Thank you so much for writing this, Mr. Bittman. Please keep using your platform as NY Times columnist to shout this message repeatedly, loudly, vociferously.
Darsan54 (Grand Rapids, MI)
We are supposed to love one another the same as ourselves. This is held as the ideal, but seen as an unreachable one by many. Frankly, it is the ONLY practical solution to all our problems in the world today.
Good John Fagin (Chicago Suburbs)

“How do you help people eat well when they can’t afford food?”
Perhaps a better question would be, "How can you help people eat well when they have children that they can't afford"
We don't encourage people to move into mansions on a McDonald's salary. We don't offer auto loans for Bugattis to minimum wage employees. We don't sell Brooks Brother suits to garbage collectors.
Yet, there seems to be no opprobrium associated with creating a hundred thousand dollar responsibility or two or three while being unmarried and unemployed.
Fix that and food suddenly becomes affordable.
AM (Stamford, CT)
"...when they have children that they can't afford" - as if that's always a choice! Pretty arrogant. That will be hard to fix considering the recent war on kids, women, and education. There's no support for funding sex education or birth control by the very same parties that expect infants to pull themselves up by their bootstraps as soon as they exit the birth canal.
Zejee (New York)
Are you also against free contraception, abortion on demand and sex education in the schools?
Sarah (Durham, NC)
So not only should poor people only live in bad, polluted neighborhoods and have terrible public transportation and terrible education and not enough food and not enough good shoes or warmth, they should not even be allowed to have children.
Suzanne Liddle (Madison, WI)
Thank you for a thoughtful and insightful column. There is much work to do and we need recognition of the problems followed by intense strategizing by all of us in order to make necessary changes.
Joe Brown (New York)
This is La La land. In reality, if we get a republican president, he will:

Decrease taxes on wealthy, deregulate environment protections, reduce food stamps and social security, loosen gun restrictions and on.

What planet are you on today?
Laura Hunt (here there and everywhere)
And when Obama had the majority in both houses was there any meaningful legislation by way of tax reform on the rich? Yeah thought so.
alxfloyd (Gloucester, MA)
The first two years that W. Bush was in office; What did he accomplish?
The Enron debacle, over a hundred closed doors meetings in the Oval Office, price fixing electrical and utilities rates with industry insiders on the west coast who were " the smartest guys in the room"
Oh yeah, and allowing or setting the stage for 9/11, the worst attack on U.S. soil, and starting the most useless futile war in Afghanistan, which is still going on, accomplishing what?
Timshel (New York)
"The good news is that it’s fixable, not by “market forces” but by policies that fund equal education, good-paying jobs, and a good food, health and well-being program for all Americans."

Amen. A good beginning is to "de-privatize" all government services and fund government-run work forces rebuilding infrastructure, while paying decent wages. We did this before and it worked very well with the TVA and the Boulder Dam. We need to stop the profiteers of private industry and Wall Street financiers from using government projects and services to make obscene profits. Only a President Bernie Sanders will make this possible.
Laura Hunt (here there and everywhere)

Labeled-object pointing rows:
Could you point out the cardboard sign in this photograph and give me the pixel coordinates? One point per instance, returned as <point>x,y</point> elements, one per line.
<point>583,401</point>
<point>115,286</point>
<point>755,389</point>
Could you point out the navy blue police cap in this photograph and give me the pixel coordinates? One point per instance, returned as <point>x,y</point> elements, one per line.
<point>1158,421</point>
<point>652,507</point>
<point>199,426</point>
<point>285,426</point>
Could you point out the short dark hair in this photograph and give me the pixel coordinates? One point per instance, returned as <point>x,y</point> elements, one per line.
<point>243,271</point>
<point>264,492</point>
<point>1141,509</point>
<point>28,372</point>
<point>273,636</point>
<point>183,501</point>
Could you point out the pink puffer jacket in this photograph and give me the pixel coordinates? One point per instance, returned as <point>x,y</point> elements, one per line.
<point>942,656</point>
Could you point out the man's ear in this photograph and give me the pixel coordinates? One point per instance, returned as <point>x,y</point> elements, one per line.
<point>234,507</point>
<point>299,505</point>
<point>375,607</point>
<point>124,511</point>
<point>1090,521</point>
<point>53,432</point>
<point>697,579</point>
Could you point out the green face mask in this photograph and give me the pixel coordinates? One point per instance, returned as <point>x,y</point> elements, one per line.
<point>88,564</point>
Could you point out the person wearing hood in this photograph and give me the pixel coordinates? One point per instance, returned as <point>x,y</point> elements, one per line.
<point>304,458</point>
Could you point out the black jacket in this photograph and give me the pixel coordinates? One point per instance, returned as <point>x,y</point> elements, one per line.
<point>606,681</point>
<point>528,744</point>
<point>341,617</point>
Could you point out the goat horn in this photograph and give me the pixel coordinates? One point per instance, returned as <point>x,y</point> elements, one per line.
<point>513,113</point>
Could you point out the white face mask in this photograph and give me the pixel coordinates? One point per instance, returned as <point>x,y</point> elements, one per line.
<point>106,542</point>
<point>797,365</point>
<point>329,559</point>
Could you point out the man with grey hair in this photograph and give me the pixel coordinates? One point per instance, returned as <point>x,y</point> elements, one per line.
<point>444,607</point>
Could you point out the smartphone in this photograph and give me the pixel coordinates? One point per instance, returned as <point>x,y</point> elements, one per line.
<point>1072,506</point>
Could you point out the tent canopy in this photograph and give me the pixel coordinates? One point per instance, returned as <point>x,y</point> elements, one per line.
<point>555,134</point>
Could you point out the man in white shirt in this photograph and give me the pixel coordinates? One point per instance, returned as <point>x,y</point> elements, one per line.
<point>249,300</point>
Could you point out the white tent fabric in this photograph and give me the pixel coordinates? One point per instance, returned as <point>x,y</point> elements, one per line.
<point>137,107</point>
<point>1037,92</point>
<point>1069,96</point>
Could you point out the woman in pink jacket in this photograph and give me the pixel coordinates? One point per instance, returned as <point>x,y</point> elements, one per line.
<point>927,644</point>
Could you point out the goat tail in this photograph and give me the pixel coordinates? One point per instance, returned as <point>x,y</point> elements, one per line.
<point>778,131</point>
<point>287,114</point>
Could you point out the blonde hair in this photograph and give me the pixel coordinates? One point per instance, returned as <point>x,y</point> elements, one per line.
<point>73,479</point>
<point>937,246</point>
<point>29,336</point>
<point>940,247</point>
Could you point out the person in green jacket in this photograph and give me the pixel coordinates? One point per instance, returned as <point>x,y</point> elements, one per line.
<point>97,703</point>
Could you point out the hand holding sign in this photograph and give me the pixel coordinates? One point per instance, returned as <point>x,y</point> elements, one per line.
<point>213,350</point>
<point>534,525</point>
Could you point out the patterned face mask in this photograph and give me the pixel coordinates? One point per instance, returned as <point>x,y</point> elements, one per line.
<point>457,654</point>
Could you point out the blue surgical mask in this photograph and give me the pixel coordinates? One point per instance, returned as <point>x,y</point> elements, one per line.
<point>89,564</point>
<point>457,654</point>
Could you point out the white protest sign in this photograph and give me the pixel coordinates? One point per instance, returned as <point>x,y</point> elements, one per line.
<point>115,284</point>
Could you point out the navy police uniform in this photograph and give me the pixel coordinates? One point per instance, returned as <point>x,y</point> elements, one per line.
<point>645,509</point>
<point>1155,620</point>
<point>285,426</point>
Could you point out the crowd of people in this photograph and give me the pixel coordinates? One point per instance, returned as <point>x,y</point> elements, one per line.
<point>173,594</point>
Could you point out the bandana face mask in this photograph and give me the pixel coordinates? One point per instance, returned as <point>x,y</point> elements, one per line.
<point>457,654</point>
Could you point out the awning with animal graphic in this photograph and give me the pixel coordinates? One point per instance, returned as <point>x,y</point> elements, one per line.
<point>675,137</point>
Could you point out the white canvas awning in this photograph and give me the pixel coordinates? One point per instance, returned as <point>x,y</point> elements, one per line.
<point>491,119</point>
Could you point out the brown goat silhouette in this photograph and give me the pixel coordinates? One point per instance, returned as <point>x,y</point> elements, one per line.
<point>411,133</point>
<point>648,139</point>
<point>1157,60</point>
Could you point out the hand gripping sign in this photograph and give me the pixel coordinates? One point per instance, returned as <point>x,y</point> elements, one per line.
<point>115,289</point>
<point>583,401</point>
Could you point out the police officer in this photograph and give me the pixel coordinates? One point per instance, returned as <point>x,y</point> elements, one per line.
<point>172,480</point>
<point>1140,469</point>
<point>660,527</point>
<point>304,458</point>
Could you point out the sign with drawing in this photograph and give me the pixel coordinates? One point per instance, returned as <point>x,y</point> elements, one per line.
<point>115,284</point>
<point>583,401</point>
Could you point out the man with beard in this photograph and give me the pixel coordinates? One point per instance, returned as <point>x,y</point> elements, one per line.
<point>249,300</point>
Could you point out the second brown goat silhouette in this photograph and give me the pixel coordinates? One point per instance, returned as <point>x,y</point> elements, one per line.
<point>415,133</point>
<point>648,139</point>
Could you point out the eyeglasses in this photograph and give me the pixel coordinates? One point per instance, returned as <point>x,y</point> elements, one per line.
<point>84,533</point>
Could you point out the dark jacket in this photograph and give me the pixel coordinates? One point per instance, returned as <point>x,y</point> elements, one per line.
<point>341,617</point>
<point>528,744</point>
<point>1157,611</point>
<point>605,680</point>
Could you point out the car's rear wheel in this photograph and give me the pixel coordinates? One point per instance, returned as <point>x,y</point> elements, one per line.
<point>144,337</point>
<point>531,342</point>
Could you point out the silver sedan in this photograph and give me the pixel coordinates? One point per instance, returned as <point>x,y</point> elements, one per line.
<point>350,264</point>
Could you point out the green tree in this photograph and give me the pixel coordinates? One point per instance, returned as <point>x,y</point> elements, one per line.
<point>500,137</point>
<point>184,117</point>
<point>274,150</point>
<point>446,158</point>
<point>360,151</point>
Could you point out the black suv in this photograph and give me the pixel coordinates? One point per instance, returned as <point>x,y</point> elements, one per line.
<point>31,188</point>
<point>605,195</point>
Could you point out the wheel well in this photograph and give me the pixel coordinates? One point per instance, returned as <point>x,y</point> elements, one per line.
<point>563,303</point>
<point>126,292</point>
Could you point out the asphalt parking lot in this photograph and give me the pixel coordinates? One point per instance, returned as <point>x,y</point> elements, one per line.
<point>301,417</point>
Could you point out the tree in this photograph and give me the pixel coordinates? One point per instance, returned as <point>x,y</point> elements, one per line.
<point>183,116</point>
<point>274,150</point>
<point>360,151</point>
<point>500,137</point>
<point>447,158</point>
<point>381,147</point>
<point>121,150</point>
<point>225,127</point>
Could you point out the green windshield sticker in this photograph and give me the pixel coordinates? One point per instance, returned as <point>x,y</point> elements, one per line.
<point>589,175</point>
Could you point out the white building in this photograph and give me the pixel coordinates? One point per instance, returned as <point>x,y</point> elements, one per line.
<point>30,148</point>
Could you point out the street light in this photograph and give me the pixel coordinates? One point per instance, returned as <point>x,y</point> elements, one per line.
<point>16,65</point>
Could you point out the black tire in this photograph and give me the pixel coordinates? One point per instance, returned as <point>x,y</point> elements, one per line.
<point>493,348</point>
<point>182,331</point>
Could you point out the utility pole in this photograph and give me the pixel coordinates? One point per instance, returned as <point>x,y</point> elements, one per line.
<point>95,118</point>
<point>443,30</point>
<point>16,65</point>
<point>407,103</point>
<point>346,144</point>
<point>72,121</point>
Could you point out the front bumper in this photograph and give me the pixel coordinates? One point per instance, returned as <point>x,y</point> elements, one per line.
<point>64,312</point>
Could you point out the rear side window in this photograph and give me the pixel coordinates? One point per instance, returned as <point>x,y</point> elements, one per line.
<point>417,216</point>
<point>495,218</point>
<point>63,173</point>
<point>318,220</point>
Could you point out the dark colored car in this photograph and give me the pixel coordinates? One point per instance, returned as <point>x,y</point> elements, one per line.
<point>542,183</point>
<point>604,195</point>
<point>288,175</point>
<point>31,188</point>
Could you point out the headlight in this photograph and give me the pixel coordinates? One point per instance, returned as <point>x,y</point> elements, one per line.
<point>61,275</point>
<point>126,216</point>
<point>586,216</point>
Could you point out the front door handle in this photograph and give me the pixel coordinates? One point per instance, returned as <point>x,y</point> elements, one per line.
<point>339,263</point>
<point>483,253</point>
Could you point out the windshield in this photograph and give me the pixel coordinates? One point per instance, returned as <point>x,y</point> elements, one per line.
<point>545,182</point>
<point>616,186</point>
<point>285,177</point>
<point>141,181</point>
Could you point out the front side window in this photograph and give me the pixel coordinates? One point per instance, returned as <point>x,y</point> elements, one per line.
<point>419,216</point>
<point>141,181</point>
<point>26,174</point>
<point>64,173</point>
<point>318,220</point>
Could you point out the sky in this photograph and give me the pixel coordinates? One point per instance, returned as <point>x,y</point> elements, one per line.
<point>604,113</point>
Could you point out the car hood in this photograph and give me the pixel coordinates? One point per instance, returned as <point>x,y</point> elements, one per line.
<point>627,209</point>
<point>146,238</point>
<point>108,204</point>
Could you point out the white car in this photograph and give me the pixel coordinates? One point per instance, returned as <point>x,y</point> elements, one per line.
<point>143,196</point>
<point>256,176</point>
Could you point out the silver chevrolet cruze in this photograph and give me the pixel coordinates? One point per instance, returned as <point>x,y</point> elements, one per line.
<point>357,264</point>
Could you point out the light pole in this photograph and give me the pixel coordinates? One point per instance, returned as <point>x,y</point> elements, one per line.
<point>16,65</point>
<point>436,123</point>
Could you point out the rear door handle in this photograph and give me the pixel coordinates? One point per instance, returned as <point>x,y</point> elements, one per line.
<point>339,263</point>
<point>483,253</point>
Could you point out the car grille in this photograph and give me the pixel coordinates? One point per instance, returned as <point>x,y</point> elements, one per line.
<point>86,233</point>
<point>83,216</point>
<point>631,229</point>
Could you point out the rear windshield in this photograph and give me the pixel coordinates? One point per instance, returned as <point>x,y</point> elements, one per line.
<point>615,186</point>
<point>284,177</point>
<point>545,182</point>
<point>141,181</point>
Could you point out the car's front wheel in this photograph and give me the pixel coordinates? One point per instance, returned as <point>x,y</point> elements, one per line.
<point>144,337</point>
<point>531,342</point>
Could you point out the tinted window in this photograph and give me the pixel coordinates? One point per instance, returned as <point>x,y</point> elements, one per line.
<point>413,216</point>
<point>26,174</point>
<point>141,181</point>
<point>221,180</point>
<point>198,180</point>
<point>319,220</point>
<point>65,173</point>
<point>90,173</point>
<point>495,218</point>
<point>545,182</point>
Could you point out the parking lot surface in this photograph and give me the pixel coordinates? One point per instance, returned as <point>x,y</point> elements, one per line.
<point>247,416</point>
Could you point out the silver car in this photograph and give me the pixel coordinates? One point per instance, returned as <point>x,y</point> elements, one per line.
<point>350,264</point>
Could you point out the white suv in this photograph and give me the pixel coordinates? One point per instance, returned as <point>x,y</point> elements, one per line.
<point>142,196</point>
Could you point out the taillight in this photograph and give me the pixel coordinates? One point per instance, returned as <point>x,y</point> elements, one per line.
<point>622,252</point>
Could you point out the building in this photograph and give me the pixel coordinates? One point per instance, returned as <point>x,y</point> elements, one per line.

Exercises to complete:
1. In the rows, swap "awning" for "canopy" throughout the part that opens with the line containing "Could you point out the crowd" and closes with the line containing "<point>491,119</point>", and return only that part.
2. Finish out the next part of the reader comments on the column about poverty and affording good food, picking up after the last line shown.
The text and the rows are unrelated to each other.

Answer list:
1.
Could you point out the crowd of people in this photograph and give me the pixel coordinates? One point per instance, returned as <point>x,y</point> elements, one per line.
<point>173,594</point>
Could you point out the bandana face mask in this photograph and give me the pixel coordinates? One point per instance, returned as <point>x,y</point> elements, one per line.
<point>457,654</point>
Could you point out the canopy with animal graphic in this photograph and give me the pixel coordinates? One point per instance, returned as <point>x,y</point> elements, one per line.
<point>675,137</point>
Could you point out the white canvas canopy in this photograph and give me the pixel coordinates? One point per instance, returned as <point>x,y</point> elements, one per line.
<point>491,119</point>

2.
You will never again see the likes of the WPA or the TVA, one glaring reason is unions. They would demand that all work done would have to be done by union workers so what once was a wonderful plan put into motion so many years ago is but a pipe dream now.
Zejee (New York)
Yes workers want living wages - -and that means union.
Concerned Citizen (Anywheresville)
Do you realize that those WPA jobs paid way under minimum wage? I mean "under the minim wage of the 30s", which was REALLY low -- 25 cents an hour.

You couldn't do it today, because those jobs were often hard physical work and people today are super-lazy. What? no big screen HDTV? no internet? no video games? I'd love to see you sell urban poor kids on taking logging jobs in the Northwest. Guffaw!
William Case (Texas)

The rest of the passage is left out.